▶ [WORK REQUIRED] Every record below should be written out exactly; pictures stay out.
= Beginning of Section =
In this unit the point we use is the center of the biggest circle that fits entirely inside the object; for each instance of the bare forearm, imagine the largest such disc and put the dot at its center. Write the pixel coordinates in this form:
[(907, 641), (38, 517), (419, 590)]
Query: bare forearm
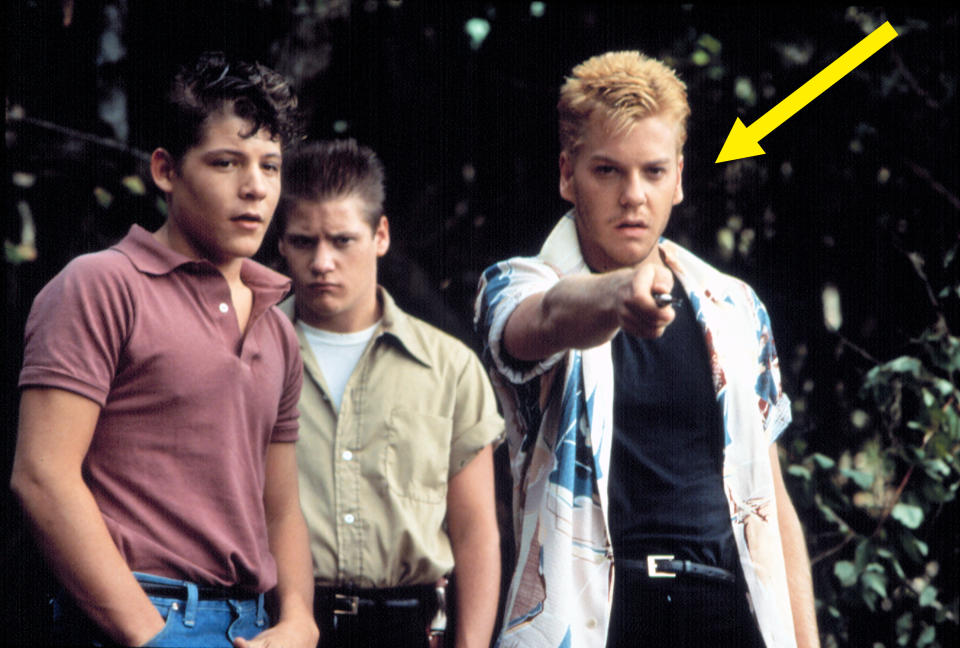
[(799, 580), (477, 577), (475, 539), (288, 544), (287, 535), (584, 311), (577, 313), (70, 529)]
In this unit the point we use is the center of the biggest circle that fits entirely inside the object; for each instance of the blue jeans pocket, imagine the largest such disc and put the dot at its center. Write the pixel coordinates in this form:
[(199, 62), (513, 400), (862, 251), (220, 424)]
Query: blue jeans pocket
[(172, 612)]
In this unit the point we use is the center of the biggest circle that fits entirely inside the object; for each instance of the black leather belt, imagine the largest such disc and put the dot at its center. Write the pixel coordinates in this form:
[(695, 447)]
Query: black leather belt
[(204, 593), (665, 566), (353, 601)]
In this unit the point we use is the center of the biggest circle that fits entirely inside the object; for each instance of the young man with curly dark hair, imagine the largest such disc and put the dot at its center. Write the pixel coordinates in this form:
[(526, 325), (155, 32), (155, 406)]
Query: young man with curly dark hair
[(155, 455)]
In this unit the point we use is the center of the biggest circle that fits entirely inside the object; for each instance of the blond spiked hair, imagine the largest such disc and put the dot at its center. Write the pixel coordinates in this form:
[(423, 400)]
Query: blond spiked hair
[(625, 87)]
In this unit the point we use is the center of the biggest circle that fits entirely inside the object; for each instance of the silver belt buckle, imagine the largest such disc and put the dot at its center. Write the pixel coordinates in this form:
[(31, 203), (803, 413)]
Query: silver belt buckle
[(352, 604), (652, 570)]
= End of Section =
▶ [EXERCISE RESULT]
In this unit the point we use is the center of the biggest circle that fits entirely inside the object; for each instance of the bare forearm, imagine the largest such disc and put the dot at its center. Write the pixel coordinates in this form:
[(907, 641), (38, 517), (419, 590)]
Query: bare forearm
[(799, 580), (477, 577), (475, 539), (288, 544), (287, 535), (584, 311), (577, 313), (70, 529)]
In this unit the point we use is the center of the biggest circle that fits entirely inside the object; for each instance of the blue jeans pocket, imagine the largest such disc and put the dot at its center. Write the pixel coordinates in this form:
[(199, 62), (513, 400), (862, 251), (220, 424)]
Query: blue jeans pocket
[(172, 612)]
In this unit the point we use is the center of the biggest circle that fits entirely inside the object; for each instance of the black leather belt, imagine the largest such disc and put the dot at its center. Write the pixel coordinates in this form:
[(695, 447)]
Query: black leather belt
[(204, 593), (665, 566), (353, 601)]
In this unit the point we use is the center of the biggest circle that fits entirely inside the object; for each instance of the young man with curly dark hair, imagine the largest such disc and put the dot at its center. Write the pixel coordinates in this form:
[(526, 325), (155, 32), (155, 406)]
Query: young man with curly dark hair
[(155, 455)]
In this unit the point we use is the center of the biggest circle that fits entirely inside the object; for each instance of the blond spiked hair, imagine the largest such disc and put the dot at its center. Write the pixel coordinates in this form:
[(423, 400)]
Query: blond spiked hair
[(625, 87)]
In this unit the point we use is the center of the biggest circle that fits entirely inside the object; for each instance of the silver belt buckle, imagine the largest such disc and put the dot at its center. Write the pixel coordinates in this form:
[(31, 203), (803, 413)]
Query: silver belt buckle
[(352, 604), (652, 570)]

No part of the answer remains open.